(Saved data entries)
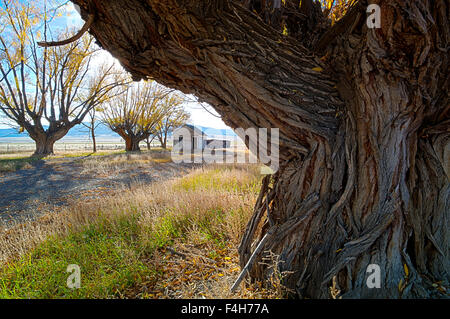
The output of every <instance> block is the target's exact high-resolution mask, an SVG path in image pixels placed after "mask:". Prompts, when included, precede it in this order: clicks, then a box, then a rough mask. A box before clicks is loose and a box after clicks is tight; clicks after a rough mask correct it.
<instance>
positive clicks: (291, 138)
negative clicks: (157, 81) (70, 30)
mask: <svg viewBox="0 0 450 319" xmlns="http://www.w3.org/2000/svg"><path fill="white" fill-rule="evenodd" d="M72 2H74V3H77V4H78V5H80V7H81V13H82V16H83V17H84V18H86V19H87V17H88V16H94V17H95V19H94V20H93V21H94V22H93V23H92V25H91V28H90V33H91V34H93V35H94V36H95V37H96V39H97V40H98V41H99V42H100V43H101V45H102V47H103V48H105V49H106V50H108V51H110V52H112V53H113V54H114V55H115V56H116V57H117V58H119V59H120V61H121V62H122V63H123V65H124V66H125V67H126V69H127V70H128V71H129V72H130V73H131V74H132V75H133V77H134V78H135V79H140V78H146V77H151V78H153V79H155V80H157V81H158V82H159V83H161V84H163V85H166V86H168V87H171V88H175V89H179V90H181V91H182V92H183V93H185V94H189V93H192V94H195V95H196V96H197V97H199V99H200V100H202V101H204V102H208V103H209V104H210V105H212V106H213V107H214V108H215V110H216V111H217V112H218V113H219V114H221V115H222V118H223V120H224V121H225V123H227V124H228V125H229V126H231V127H233V128H238V127H241V128H244V129H245V128H251V127H255V128H258V127H262V128H272V127H275V128H279V130H280V161H281V163H280V169H279V170H278V171H277V172H276V174H274V175H269V176H267V177H265V178H264V180H263V183H262V191H261V194H260V196H259V199H258V201H257V203H256V206H255V212H254V216H253V217H252V219H251V220H250V222H249V224H248V227H247V230H246V233H245V235H244V236H243V239H242V242H241V245H240V247H239V253H240V258H241V264H242V266H244V265H245V264H246V263H247V261H248V260H249V259H250V257H251V256H252V254H253V252H254V250H253V249H254V247H260V246H259V245H253V243H255V241H258V240H260V239H261V238H265V241H264V242H263V245H262V247H261V249H260V250H258V251H257V255H256V256H254V260H255V263H254V264H253V266H252V267H251V269H249V274H250V276H251V278H252V279H264V278H270V274H271V267H269V266H267V264H266V263H264V262H261V261H262V259H263V258H264V256H265V254H266V253H267V252H268V251H271V252H272V253H273V254H276V255H278V256H280V258H279V259H280V263H279V265H278V267H279V271H280V272H281V273H283V272H285V271H286V273H287V276H286V277H285V278H284V281H283V283H284V284H285V285H286V286H287V287H288V288H290V289H291V290H292V291H294V292H295V294H296V295H298V296H300V297H309V298H327V297H330V287H331V286H332V285H333V283H334V288H335V290H338V291H339V292H340V296H343V297H379V298H383V297H384V298H400V297H444V296H445V294H444V293H443V291H445V287H447V291H448V285H449V282H450V258H449V254H450V236H449V227H448V220H449V213H450V182H449V179H450V168H449V165H448V162H449V160H448V154H449V152H448V149H449V140H450V132H449V129H448V128H449V125H450V120H449V105H450V103H449V94H448V91H449V80H450V74H449V70H450V68H449V57H450V56H449V54H448V51H449V42H450V25H449V23H448V21H449V20H450V4H449V1H448V0H414V1H412V0H376V1H373V4H375V6H374V5H371V6H369V1H367V0H352V1H320V2H319V1H313V0H302V1H299V0H286V1H261V0H210V1H194V0H184V1H159V0H147V1H139V0H111V1H95V6H89V3H90V1H87V0H72ZM275 2H276V6H275V5H274V4H275ZM370 4H372V1H370ZM336 5H338V7H336ZM335 8H337V9H339V10H337V9H335ZM333 15H334V16H333ZM266 234H268V236H267V237H266ZM373 264H377V265H379V266H380V269H381V273H380V284H381V285H380V286H381V288H380V289H370V288H369V287H368V286H367V284H366V283H367V276H368V275H369V274H368V273H367V270H368V269H369V268H370V267H369V266H370V265H373ZM436 287H438V288H440V289H437V288H436Z"/></svg>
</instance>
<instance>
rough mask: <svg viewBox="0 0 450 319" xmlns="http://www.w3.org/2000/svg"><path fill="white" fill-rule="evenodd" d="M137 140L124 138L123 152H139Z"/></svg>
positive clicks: (135, 139)
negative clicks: (123, 149) (124, 141)
mask: <svg viewBox="0 0 450 319" xmlns="http://www.w3.org/2000/svg"><path fill="white" fill-rule="evenodd" d="M139 142H140V141H139V140H137V139H133V138H130V137H128V138H126V139H125V150H126V151H127V152H140V151H141V148H140V147H139Z"/></svg>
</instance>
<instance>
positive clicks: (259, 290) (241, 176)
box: [0, 158, 281, 298]
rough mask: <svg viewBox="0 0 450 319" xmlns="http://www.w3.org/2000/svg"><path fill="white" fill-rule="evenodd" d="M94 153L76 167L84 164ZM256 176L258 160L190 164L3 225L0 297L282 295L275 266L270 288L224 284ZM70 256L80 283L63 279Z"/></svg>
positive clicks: (246, 220) (141, 159)
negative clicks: (149, 179) (22, 220)
mask: <svg viewBox="0 0 450 319" xmlns="http://www.w3.org/2000/svg"><path fill="white" fill-rule="evenodd" d="M135 160H145V159H139V158H135ZM99 161H100V158H97V159H94V160H93V162H92V163H87V162H86V163H85V164H84V165H83V167H84V168H85V169H86V170H88V171H89V170H91V169H93V168H94V166H91V165H94V162H97V164H98V165H101V164H100V162H99ZM117 162H118V163H120V162H121V161H119V160H118V161H117ZM111 165H112V164H110V162H109V161H108V162H107V164H106V161H105V166H104V167H103V168H102V169H104V170H105V172H109V171H108V170H110V169H113V168H112V166H111ZM118 165H119V166H120V165H121V164H118ZM115 169H117V167H116V168H115ZM260 180H261V176H260V174H259V167H258V166H257V165H220V166H209V167H204V168H198V169H194V170H192V171H191V172H190V173H188V174H187V175H185V176H183V177H178V178H175V179H170V180H166V181H164V182H160V183H152V184H150V185H148V184H147V185H145V184H139V183H135V184H132V185H130V187H127V188H116V189H115V191H114V192H112V193H108V194H103V195H98V196H96V197H92V198H90V199H86V198H83V199H80V200H78V201H74V202H73V203H72V204H71V205H69V206H64V207H60V208H59V209H57V210H56V211H54V212H53V213H49V214H45V215H44V216H42V217H40V218H38V219H36V220H35V221H33V222H29V223H25V224H20V225H16V226H14V227H12V228H10V229H8V230H5V229H4V230H3V231H0V297H3V298H202V297H205V298H277V297H280V296H281V288H280V285H279V278H280V276H278V275H276V274H275V276H274V278H273V280H272V288H271V289H270V290H267V289H265V288H262V287H260V286H258V285H248V286H246V287H242V289H241V290H239V291H238V292H236V293H234V294H232V293H230V292H229V288H230V286H231V285H232V283H233V281H234V280H235V279H236V278H237V276H238V274H239V271H240V268H239V265H238V256H237V249H236V248H237V246H238V244H239V241H240V236H241V234H242V233H243V231H244V229H245V225H246V223H247V221H248V219H249V218H250V216H251V213H252V209H253V205H254V203H255V201H256V198H257V195H258V190H259V187H260ZM69 264H76V265H79V266H80V268H81V278H82V279H81V288H80V289H75V290H72V289H69V288H68V287H67V286H66V280H67V277H68V275H69V274H67V273H66V268H67V266H68V265H69Z"/></svg>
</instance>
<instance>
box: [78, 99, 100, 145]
mask: <svg viewBox="0 0 450 319" xmlns="http://www.w3.org/2000/svg"><path fill="white" fill-rule="evenodd" d="M102 110H103V109H101V108H93V109H92V110H90V111H89V113H88V116H87V118H88V122H86V121H85V122H82V123H81V124H83V126H84V127H86V128H87V129H88V131H89V138H90V139H91V140H92V152H93V153H96V152H97V139H96V137H95V129H96V128H97V127H98V126H99V125H100V124H101V122H100V121H98V119H97V112H101V111H102Z"/></svg>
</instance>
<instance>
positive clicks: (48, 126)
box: [0, 0, 118, 156]
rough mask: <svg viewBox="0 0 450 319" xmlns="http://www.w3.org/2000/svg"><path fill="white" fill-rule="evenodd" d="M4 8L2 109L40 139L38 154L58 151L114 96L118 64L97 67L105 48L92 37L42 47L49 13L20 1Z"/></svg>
mask: <svg viewBox="0 0 450 319" xmlns="http://www.w3.org/2000/svg"><path fill="white" fill-rule="evenodd" d="M2 6H3V8H2V10H3V11H2V16H1V22H2V32H1V34H0V56H1V61H0V110H1V111H2V112H3V114H4V115H5V116H6V117H7V118H8V120H9V121H11V122H13V123H15V124H16V125H17V126H19V130H21V131H26V132H27V133H28V134H29V136H30V137H31V138H32V139H33V140H34V141H35V143H36V151H35V155H40V156H45V155H49V154H53V145H54V143H55V142H56V141H58V140H59V139H61V138H62V137H64V136H65V135H66V134H67V132H68V131H69V130H70V129H71V128H72V127H74V126H75V125H77V124H80V123H82V121H83V119H84V118H85V116H86V115H87V114H88V113H89V111H90V110H92V109H93V108H95V107H96V106H97V105H99V104H100V103H102V102H103V101H104V100H106V99H107V98H108V96H109V94H110V92H111V91H112V89H113V88H114V87H115V86H116V85H117V84H118V83H117V82H116V80H117V76H116V75H115V73H114V69H113V66H112V65H111V66H109V67H105V66H102V67H99V68H96V67H95V66H94V65H92V61H93V59H94V57H95V54H96V53H97V52H98V51H99V50H98V48H96V47H95V45H94V43H93V42H94V41H93V38H92V37H90V36H88V35H85V36H84V37H82V38H81V39H79V40H78V41H75V42H72V43H70V44H68V45H66V46H58V47H50V48H40V47H38V45H37V44H36V40H39V39H43V40H45V39H47V37H48V35H49V31H48V27H47V22H46V15H45V12H42V11H41V10H40V9H39V7H37V6H33V4H32V3H28V4H25V3H23V2H20V1H6V0H5V1H2ZM60 36H61V37H63V36H65V35H64V34H61V35H60ZM93 71H94V72H95V76H94V75H92V74H93Z"/></svg>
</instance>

EXERCISE GOAL -
Your answer should consist only of the lines above between the line holding "box: [78, 99, 100, 145]" and the line holding "box: [0, 0, 118, 156]", inclusive, each transcribed exactly.

EXERCISE SOLUTION -
box: [78, 99, 100, 145]
mask: <svg viewBox="0 0 450 319" xmlns="http://www.w3.org/2000/svg"><path fill="white" fill-rule="evenodd" d="M102 110H103V109H101V108H93V109H92V110H90V111H89V113H88V116H87V118H88V122H86V121H85V122H82V123H81V124H83V126H84V127H86V128H87V129H88V131H89V138H90V139H91V140H92V152H93V153H96V152H97V139H96V137H95V129H96V128H97V127H98V126H99V125H100V124H101V122H100V121H98V119H97V112H101V111H102Z"/></svg>
</instance>
<instance>
positive clicks: (48, 126)
box: [0, 0, 118, 156]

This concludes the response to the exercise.